- **Work instructions**
The records below need to be repeated exactly, with every picture left out.

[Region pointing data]
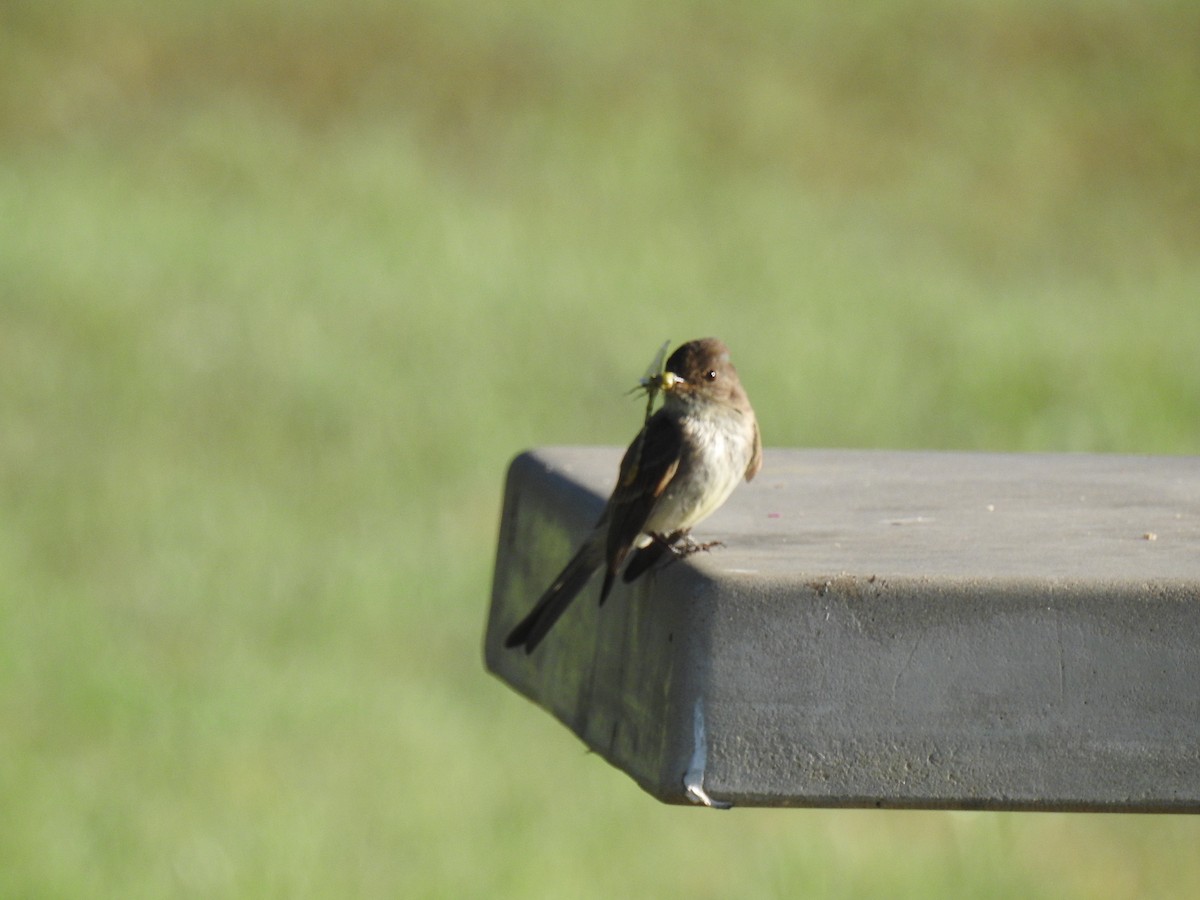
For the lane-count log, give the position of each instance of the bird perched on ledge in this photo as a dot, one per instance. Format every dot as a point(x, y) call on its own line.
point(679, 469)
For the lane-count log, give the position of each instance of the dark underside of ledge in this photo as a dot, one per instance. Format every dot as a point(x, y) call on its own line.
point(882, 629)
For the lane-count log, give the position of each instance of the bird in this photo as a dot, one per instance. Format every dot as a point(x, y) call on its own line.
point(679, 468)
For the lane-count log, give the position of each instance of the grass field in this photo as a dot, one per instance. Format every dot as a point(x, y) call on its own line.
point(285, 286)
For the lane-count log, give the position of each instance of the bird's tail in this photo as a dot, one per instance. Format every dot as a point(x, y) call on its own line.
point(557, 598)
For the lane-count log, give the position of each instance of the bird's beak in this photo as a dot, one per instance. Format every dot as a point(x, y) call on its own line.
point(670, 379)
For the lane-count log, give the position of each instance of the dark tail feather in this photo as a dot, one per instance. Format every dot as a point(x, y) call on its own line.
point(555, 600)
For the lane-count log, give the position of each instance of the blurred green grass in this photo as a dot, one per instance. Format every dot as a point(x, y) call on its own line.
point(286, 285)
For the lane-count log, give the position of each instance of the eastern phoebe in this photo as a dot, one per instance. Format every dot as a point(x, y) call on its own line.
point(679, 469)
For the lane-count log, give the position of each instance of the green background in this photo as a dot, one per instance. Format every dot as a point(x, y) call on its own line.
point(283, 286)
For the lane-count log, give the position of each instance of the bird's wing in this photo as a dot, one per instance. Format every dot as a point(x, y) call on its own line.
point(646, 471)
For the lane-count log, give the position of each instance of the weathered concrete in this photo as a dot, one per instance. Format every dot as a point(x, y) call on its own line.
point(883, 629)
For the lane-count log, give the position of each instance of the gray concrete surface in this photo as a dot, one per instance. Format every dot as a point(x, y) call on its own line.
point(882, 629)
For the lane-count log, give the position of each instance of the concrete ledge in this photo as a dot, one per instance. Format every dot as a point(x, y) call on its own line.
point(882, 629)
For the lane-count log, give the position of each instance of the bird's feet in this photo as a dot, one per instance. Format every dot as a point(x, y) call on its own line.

- **Written solution**
For the lane-count log, give the position of each instance of the bird perched on ledge in this photo as a dot, one per instance. Format every dot as a point(x, y) call on its own line.
point(679, 469)
For the lane-count log, give the position of each instance of the dark underside of ledge in this photo as a dot, one per instance. Format every dot as a point(x, y) call on its own line.
point(882, 629)
For the lane-count log, give the position of each instance of the bird in this photo as a dot, one per instance. Format every dot as a point(x, y) call on its own line.
point(679, 468)
For the lane-count log, give the position of each instance of the grass field in this photo as a dot, one per instance. Format every dot as a point(x, y) call on its own line.
point(285, 286)
For the lane-count log, give the position of each instance of the bird's tail in this photo as a dot, one per instance. Format every dot as a point(x, y) call on its own line.
point(557, 598)
For the lane-count log, give the position of each instance of the bird's beak in this photo as a dot, one per instance. Format every dot as a point(x, y) call on its own line.
point(670, 379)
For the lane-count log, give the position of each instance of the dark tail feather in this photo as a dot, one per instance. Format every dot as a point(x, y) call on its own line.
point(555, 600)
For the lane-count log, give the position of each instance of the blurred green grass in this photo as a dot, one per instance. Format every dot as a point(x, y) call on its own line.
point(286, 285)
For the lane-count log, give the position of each instance of the eastern phoebe in this photo as a dot, one per instance. Format every dot as a point(x, y) call on its own line.
point(679, 469)
For the lane-count log, give the position of each instance of the green background in this photo as a dot, one per instance. Format every dot as a point(x, y) call on its own line.
point(283, 286)
For the lane-count log, give the position of each instance of the bird's wing in this photo as a dot, one per instance. Format every dot as a point(x, y) call on its own line.
point(646, 471)
For the lane-count log, give the position of each instance of the weathered concrete in this photo as a dot, one per instance. Format every dot as a point(x, y) call on its own line.
point(883, 629)
For the lane-count log, give the position of each instance of the gray concrete surface in this photo as a dot, one per instance. Format every dot as a point(x, y) call on its own line.
point(882, 629)
For the lane-count log, give the position of each instance of the concrete ledge in this photo as a dot, one per instance. Format every dot as a point(x, y) call on its own line.
point(882, 629)
For the lane-count log, give the position of each instance of the bird's feet in this photo as a dot, one per instance. Format every dot as a point(x, y) call on its own line.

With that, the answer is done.